**Written task a**
Transcribe the article on Sam Zell in full, word for word.

>> Begin Supplied passage

Ultimate Market Timer Sam Zell: “Know What the Problem Is?”

Zell gets even gloomier, hammers ZIRP, starts selling.

“No one has ever accused me of not being a realist,” Sam Zell told CNBC. The chairman of Equity Group Investments and of apartment mega-landlord Equity Residential was talking about the markets for office and apartment buildings in some major cities that have already peaked.

“Overall we’ve come off this extraordinary period of liquidity and this extraordinary period of low interest rates,” he said. “I think we’re unlikely to see a repeat of that going forward, and I think we’re going to see more supply in what had been pretty tight markets.”

And he has been selling. Back in 2007, he once again proved his sense of market timing. As the commercial property bubble was already teetering, he sold Equity Office Properties Trust to Blackstone for $23 billion, not including $16 billion in debt. Then prices crashed, and commercial property defaults hit the banks. As the dust was settling at the end of the Great Recession, he went on a shopping spree.

Now he’s selling again, unloading multifamily properties at peak prices on a massive scale just when a multi-year construction boom is flooding the market with new supply. Here are some nuggets:

Last October, Equity Residential sold 72 low- and mid-rise properties with over 23,000 apartments for $5.4 billion to Starwood Capital Group. With “pricing currently available in the commercial real estate market, it is very hard not to be a seller,” Zell said at the time.

Equity Residential still held 318 properties with nearly 86,000 apartments. In November, it put its Berkeley, CA, portfolio up for sale: eight buildings with 452 apartments and the entitlement rights to build a 205-unit complex.

In February, it inked a deal to sell its Woodland Park property with over 1,800 rent-stabilized apartments in East Palo Alto, CA, to an affiliate of Sand Hill Property Co. It had bought the property in 2011 at the bottom of the local real estate market. More deals are expected or are already transpiring.

So when Sam Zell speaks, our ears perk up.

On CNBC, Zell lashed out in his soft-spoken and well-balanced manner against the current zero-interest-rate environment in the US, and the fundamental damage it was doing — the man who so hugely benefited from it:

“In the most simplistic terminology, I would ask you the question, if something is free, is it valued? Is it appropriately risked?”

>> End Supplied passage

**Written task b**
Convert everything in the listing from the line containing "Tag the spaghetti" down to the line containing "[(430, 271), (508, 288)]", both included, into a JSON list of strings, one string per line, with blank lines omitted.

>> Begin Provided data

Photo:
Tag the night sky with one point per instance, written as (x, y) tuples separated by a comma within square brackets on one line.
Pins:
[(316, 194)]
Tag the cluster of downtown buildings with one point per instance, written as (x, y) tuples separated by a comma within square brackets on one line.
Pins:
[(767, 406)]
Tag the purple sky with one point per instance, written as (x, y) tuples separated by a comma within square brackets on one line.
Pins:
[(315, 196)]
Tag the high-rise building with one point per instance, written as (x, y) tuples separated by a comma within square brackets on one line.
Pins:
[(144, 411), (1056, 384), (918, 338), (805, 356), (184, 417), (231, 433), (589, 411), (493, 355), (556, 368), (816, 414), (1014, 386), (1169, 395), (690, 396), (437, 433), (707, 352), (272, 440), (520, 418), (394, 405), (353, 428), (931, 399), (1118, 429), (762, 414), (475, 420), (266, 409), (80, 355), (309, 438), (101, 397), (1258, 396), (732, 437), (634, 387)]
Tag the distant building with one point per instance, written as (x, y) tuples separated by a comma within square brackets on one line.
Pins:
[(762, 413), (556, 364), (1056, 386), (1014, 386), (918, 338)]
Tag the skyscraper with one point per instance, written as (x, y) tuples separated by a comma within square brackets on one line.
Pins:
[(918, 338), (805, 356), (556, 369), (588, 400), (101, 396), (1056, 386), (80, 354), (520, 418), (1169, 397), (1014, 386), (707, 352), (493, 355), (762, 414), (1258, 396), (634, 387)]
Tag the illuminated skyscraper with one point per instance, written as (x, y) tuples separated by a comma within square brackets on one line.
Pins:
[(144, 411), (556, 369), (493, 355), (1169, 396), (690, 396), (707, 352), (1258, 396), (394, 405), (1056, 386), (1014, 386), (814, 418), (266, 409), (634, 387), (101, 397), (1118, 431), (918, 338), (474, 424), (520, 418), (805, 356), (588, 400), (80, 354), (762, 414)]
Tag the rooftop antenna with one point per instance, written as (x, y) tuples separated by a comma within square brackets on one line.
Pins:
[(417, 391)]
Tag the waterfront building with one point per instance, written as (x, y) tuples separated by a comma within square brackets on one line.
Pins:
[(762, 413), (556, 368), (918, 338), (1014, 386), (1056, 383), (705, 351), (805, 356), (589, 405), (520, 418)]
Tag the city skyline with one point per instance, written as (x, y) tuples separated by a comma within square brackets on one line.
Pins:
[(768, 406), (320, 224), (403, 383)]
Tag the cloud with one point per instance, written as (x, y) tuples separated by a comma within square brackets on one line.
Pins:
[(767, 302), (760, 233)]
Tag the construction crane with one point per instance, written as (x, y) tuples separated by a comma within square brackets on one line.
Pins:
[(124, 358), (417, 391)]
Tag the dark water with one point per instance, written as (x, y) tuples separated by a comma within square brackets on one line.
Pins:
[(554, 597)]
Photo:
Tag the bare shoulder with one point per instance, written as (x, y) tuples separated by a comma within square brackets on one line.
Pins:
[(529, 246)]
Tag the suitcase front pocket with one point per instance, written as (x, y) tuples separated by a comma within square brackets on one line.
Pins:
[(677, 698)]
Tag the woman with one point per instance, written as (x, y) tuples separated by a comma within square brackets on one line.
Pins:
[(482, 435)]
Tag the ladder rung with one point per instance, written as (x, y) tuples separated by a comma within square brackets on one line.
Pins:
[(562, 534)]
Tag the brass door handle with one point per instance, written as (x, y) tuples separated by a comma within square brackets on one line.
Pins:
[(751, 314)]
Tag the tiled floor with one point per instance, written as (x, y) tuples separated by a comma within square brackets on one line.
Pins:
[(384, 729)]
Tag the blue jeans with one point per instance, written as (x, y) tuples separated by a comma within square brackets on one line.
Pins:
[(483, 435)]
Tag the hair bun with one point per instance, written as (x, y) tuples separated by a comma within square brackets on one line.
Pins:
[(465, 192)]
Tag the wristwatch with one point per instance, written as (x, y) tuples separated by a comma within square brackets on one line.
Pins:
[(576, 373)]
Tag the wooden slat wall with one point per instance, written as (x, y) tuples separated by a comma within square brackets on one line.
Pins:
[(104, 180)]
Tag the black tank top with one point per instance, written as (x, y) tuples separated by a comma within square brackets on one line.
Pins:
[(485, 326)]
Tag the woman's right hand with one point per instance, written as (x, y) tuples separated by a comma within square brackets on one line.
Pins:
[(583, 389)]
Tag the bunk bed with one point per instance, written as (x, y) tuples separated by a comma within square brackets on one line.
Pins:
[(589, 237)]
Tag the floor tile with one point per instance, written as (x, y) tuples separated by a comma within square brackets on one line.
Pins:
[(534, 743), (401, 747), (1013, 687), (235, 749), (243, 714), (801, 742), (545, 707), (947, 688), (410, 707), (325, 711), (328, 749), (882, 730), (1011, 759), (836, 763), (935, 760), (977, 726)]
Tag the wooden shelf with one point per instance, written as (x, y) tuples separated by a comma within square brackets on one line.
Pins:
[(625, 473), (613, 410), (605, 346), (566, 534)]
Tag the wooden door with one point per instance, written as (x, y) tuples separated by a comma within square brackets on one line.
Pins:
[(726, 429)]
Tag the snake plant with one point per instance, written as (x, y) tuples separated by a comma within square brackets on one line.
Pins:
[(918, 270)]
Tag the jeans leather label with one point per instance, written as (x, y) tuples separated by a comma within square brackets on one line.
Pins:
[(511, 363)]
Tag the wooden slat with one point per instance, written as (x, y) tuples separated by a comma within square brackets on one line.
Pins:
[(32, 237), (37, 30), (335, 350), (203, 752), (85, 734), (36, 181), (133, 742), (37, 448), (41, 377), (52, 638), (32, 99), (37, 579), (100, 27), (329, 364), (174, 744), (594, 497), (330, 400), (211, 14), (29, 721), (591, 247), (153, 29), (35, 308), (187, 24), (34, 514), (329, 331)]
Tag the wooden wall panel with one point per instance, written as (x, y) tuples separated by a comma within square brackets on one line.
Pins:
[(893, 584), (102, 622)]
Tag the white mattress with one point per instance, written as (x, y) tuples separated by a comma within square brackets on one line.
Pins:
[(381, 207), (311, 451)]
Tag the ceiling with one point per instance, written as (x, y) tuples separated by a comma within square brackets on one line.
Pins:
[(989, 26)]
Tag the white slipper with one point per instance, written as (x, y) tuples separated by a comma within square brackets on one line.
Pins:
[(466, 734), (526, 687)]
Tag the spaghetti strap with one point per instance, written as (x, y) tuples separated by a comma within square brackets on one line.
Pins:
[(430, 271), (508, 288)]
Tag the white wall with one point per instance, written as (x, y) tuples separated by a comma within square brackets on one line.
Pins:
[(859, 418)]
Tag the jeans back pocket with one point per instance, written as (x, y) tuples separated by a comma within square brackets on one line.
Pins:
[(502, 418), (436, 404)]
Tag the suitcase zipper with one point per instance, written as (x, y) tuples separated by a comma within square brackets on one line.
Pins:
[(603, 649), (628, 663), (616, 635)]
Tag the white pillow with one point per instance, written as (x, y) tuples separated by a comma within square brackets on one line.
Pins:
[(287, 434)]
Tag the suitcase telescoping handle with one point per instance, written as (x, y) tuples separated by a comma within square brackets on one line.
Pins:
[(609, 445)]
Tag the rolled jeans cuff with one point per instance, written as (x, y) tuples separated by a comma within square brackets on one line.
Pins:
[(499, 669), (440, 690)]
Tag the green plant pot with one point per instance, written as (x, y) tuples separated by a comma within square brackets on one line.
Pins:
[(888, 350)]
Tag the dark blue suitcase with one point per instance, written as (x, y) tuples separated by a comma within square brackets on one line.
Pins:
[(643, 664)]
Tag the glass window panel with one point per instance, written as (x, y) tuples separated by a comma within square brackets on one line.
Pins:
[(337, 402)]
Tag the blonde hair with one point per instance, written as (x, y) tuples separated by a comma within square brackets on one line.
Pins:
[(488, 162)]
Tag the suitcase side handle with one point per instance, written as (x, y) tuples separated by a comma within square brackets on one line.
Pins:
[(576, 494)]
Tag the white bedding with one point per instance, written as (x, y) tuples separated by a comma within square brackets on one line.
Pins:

>> End Provided data

**Final answer a**
Ultimate Market Timer Sam Zell: “Know What the Problem Is?”

Zell gets even gloomier, hammers ZIRP, starts selling.

“No one has ever accused me of not being a realist,” Sam Zell told CNBC. The chairman of Equity Group Investments and of apartment mega-landlord Equity Residential was talking about the markets for office and apartment buildings in some major cities that have already peaked.

“Overall we’ve come off this extraordinary period of liquidity and this extraordinary period of low interest rates,” he said. “I think we’re unlikely to see a repeat of that going forward, and I think we’re going to see more supply in what had been pretty tight markets.”

And he has been selling. Back in 2007, he once again proved his sense of market timing. As the commercial property bubble was already teetering, he sold Equity Office Properties Trust to Blackstone for $23 billion, not including $16 billion in debt. Then prices crashed, and commercial property defaults hit the banks. As the dust was settling at the end of the Great Recession, he went on a shopping spree.

Now he’s selling again, unloading multifamily properties at peak prices on a massive scale just when a multi-year construction boom is flooding the market with new supply. Here are some nuggets:

Last October, Equity Residential sold 72 low- and mid-rise properties with over 23,000 apartments for $5.4 billion to Starwood Capital Group. With “pricing currently available in the commercial real estate market, it is very hard not to be a seller,” Zell said at the time.

Equity Residential still held 318 properties with nearly 86,000 apartments. In November, it put its Berkeley, CA, portfolio up for sale: eight buildings with 452 apartments and the entitlement rights to build a 205-unit complex.

In February, it inked a deal to sell its Woodland Park property with over 1,800 rent-stabilized apartments in East Palo Alto, CA, to an affiliate of Sand Hill Property Co. It had bought the property in 2011 at the bottom of the local real estate market. More deals are expected or are already transpiring.

So when Sam Zell speaks, our ears perk up.

On CNBC, Zell lashed out in his soft-spoken and well-balanced manner against the current zero-interest-rate environment in the US, and the fundamental damage it was doing — the man who so hugely benefited from it:

“In the most simplistic terminology, I would ask you the question, if something is free, is it valued? Is it appropriately risked?”

**Final answer b**
[
  "Tag the spaghetti strap with one point per instance, written as (x, y) tuples separated by a comma within square brackets on one line.",
  "Pins:",
  "[(430, 271), (508, 288)]"
]